SetUpMouse:	move.w	JOY0DAT(a6),d0	; Set the Mouse Position
		move.b	d0,OldX		;
		lsr.w	#8,d0		;
		move.b	d0,OldY		;
		lea	XPos(pc),a0
		move.w	#152,(a0)+
		move.w	#120,(a0)
		rts

*******************************************************************************
**Make Y MulTable: Computes all multiplications by Screen Wide * Y, where
**Y ranges from 0 - (Screen High-1). Forexample if Screen High is 256, then
**the routine calculates the multiplication with ScreenWiht from 0-255 (256 lines)
*******************************************************************************

MakeYMulTable:	lea	YMulTable(pc),a0
		move.w	#ScreenTall-1,d0
		moveq	#0,d1
		moveq	#ScreenWide,d2		
.loop		move.w	d1,(a0)+
		add.w	d2,d1
		dbf	d0,.loop
		rts

Lekman · 29 December 2013, 13:39

There may be a faster method discussed here: http://ada.untergrund.net/forum/inde...um=4&topic=270

And ofcourse you can use copperblits to free the cpu.

copse · 29 December 2013, 20:38

Thanks for sharing the code. There's one comment at the end which you may as well translate, just so it's all in English :-)

Lekman · 29 December 2013, 20:44

I will do

The framework is old, so it may crash on some systems. It was developed on my Amiga 600.

Leffmann · 29 December 2013, 21:25

Quote:

Originally Posted by Lekman

There may be a faster method discussed here: http://ada.untergrund.net/forum/inde...um=4&topic=270

Yep, using a simplified LFSR (linear feedback shift register) should be a great way to optimize this graphics effect! An LFSR is basically a sequence of digits which we repeatedly shift one step and use some function of the digits to determine the value of the new input, resulting in a deterministic series of numbers.

Records shown:
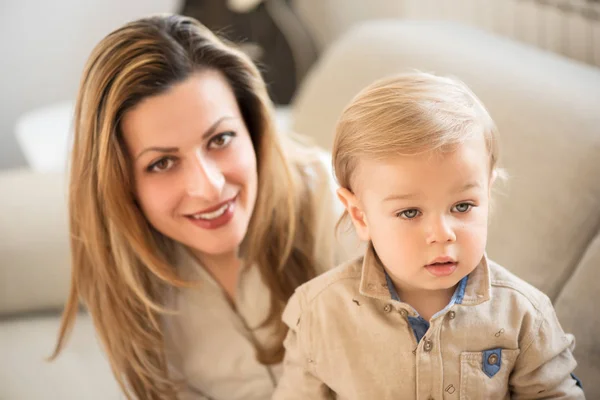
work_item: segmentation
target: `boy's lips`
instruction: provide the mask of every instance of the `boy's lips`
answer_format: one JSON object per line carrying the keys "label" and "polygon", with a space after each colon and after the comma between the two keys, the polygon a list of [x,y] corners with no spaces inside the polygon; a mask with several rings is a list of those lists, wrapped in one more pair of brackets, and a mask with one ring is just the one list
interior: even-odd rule
{"label": "boy's lips", "polygon": [[[442,277],[452,275],[456,268],[458,267],[458,262],[453,261],[449,257],[439,258],[445,259],[448,261],[434,261],[431,264],[427,264],[425,269],[433,276]],[[438,260],[438,259],[436,259]]]}

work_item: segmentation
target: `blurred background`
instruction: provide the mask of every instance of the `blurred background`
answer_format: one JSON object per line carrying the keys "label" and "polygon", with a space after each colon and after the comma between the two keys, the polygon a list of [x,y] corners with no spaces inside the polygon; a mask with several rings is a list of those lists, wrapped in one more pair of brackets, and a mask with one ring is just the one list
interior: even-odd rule
{"label": "blurred background", "polygon": [[281,129],[324,149],[375,79],[416,68],[464,80],[498,125],[510,175],[488,255],[550,297],[600,399],[600,0],[0,0],[0,400],[124,398],[85,312],[59,359],[44,357],[69,290],[81,71],[109,32],[164,12],[238,43]]}
{"label": "blurred background", "polygon": [[[2,0],[0,169],[62,166],[70,102],[92,47],[121,24],[158,12],[194,16],[243,43],[279,104],[293,99],[336,38],[379,18],[459,21],[600,66],[597,0]],[[46,144],[63,151],[40,154]]]}

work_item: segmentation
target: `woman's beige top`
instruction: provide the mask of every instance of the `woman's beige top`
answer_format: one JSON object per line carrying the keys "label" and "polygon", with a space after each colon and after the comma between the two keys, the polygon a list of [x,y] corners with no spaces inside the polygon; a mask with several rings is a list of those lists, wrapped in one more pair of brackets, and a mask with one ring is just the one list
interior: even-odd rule
{"label": "woman's beige top", "polygon": [[[350,237],[336,239],[334,228],[342,213],[335,195],[329,157],[310,165],[305,176],[314,189],[316,256],[319,265],[334,266],[351,256]],[[355,252],[354,252],[355,253]],[[355,253],[356,254],[356,253]],[[256,360],[253,343],[266,344],[269,329],[260,327],[269,311],[270,292],[256,266],[243,268],[238,277],[235,304],[185,249],[178,268],[201,287],[183,289],[173,296],[176,316],[165,319],[166,346],[174,375],[187,381],[181,399],[270,399],[281,374],[281,365],[265,366]],[[322,272],[322,271],[318,271]]]}

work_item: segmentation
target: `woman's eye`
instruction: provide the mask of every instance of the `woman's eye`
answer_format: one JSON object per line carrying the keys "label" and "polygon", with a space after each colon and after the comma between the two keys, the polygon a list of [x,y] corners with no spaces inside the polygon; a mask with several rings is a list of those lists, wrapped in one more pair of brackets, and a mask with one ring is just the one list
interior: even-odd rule
{"label": "woman's eye", "polygon": [[169,157],[161,158],[160,160],[150,164],[148,172],[164,172],[169,170],[173,166],[173,159]]}
{"label": "woman's eye", "polygon": [[404,219],[413,219],[416,218],[419,215],[419,210],[417,209],[410,209],[410,210],[404,210],[401,211],[400,213],[398,213],[398,217],[400,218],[404,218]]}
{"label": "woman's eye", "polygon": [[220,133],[220,134],[216,135],[215,137],[213,137],[212,139],[210,139],[210,142],[208,143],[208,147],[210,149],[221,149],[221,148],[227,146],[229,144],[229,142],[231,142],[231,140],[233,139],[234,136],[235,136],[235,133],[233,133],[233,132]]}
{"label": "woman's eye", "polygon": [[473,204],[460,203],[453,207],[454,208],[453,211],[458,212],[458,213],[466,213],[466,212],[470,211],[472,207],[473,207]]}

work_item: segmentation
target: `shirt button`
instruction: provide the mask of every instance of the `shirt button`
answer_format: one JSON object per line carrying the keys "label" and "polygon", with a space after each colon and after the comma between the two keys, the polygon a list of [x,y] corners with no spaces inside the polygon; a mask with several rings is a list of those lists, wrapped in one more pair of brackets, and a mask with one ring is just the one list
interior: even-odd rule
{"label": "shirt button", "polygon": [[423,350],[426,352],[430,352],[433,349],[433,342],[429,339],[425,340],[425,344],[423,345]]}
{"label": "shirt button", "polygon": [[488,364],[496,365],[497,362],[498,362],[498,356],[495,354],[490,354],[490,356],[488,357]]}

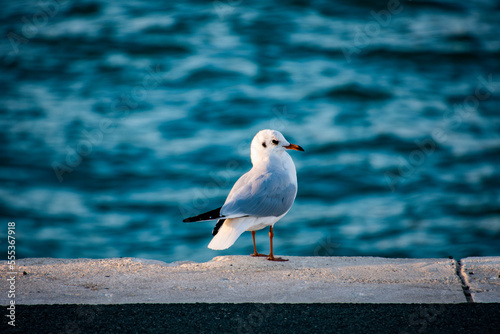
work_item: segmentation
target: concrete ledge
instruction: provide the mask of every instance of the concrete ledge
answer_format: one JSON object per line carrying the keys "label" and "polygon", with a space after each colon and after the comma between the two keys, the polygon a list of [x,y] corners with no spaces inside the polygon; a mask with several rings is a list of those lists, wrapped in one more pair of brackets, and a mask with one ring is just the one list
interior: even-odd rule
{"label": "concrete ledge", "polygon": [[460,261],[474,302],[500,302],[500,257],[469,257]]}
{"label": "concrete ledge", "polygon": [[[287,257],[270,262],[221,256],[206,263],[136,258],[22,259],[16,304],[466,303],[460,273],[474,271],[477,301],[500,302],[500,258]],[[469,269],[464,269],[465,267]],[[0,262],[2,280],[6,261]],[[23,274],[25,273],[25,274]],[[484,273],[480,274],[480,273]],[[483,275],[483,276],[481,276]],[[477,277],[477,282],[475,281]],[[466,277],[469,282],[470,277]],[[487,283],[486,283],[487,282]],[[476,287],[477,283],[477,287]],[[471,283],[472,284],[472,283]],[[488,284],[487,288],[484,288]],[[478,290],[481,289],[481,290]],[[9,303],[7,293],[0,304]]]}

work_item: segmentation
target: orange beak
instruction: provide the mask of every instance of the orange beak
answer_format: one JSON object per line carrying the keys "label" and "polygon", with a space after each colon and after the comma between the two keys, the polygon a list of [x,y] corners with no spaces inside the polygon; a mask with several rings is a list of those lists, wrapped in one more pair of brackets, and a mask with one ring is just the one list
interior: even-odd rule
{"label": "orange beak", "polygon": [[290,144],[288,146],[283,146],[283,147],[286,148],[287,150],[295,150],[295,151],[304,152],[304,149],[302,147],[300,147],[299,145],[295,145],[295,144]]}

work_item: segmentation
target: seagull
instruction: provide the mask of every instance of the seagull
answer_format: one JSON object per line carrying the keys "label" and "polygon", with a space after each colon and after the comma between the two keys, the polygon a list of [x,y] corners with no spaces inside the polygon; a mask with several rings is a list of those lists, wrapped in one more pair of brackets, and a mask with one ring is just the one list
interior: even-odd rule
{"label": "seagull", "polygon": [[[241,176],[220,208],[186,218],[185,223],[215,220],[208,248],[229,248],[245,232],[252,232],[254,253],[270,261],[288,261],[273,254],[273,226],[287,214],[297,195],[297,172],[287,150],[304,151],[290,144],[276,130],[262,130],[250,146],[252,169]],[[269,255],[259,254],[255,247],[255,231],[269,226]]]}

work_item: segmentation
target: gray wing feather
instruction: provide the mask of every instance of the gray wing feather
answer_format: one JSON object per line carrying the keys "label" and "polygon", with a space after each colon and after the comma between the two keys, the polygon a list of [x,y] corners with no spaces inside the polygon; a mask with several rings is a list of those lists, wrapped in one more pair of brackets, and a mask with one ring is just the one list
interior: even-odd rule
{"label": "gray wing feather", "polygon": [[297,186],[283,172],[243,175],[234,185],[221,209],[226,216],[278,217],[295,200]]}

Required task: Retype everything from "Lekman · 29 December 2013, 13:39" down to "in English :-)" in the Amiga forum thread, word for word.

Problem solution:
Lekman · 29 December 2013, 13:39

There may be a faster method discussed here: http://ada.untergrund.net/forum/inde...um=4&topic=270

And ofcourse you can use copperblits to free the cpu.

copse · 29 December 2013, 20:38

Thanks for sharing the code. There's one comment at the end which you may as well translate, just so it's all in English :-)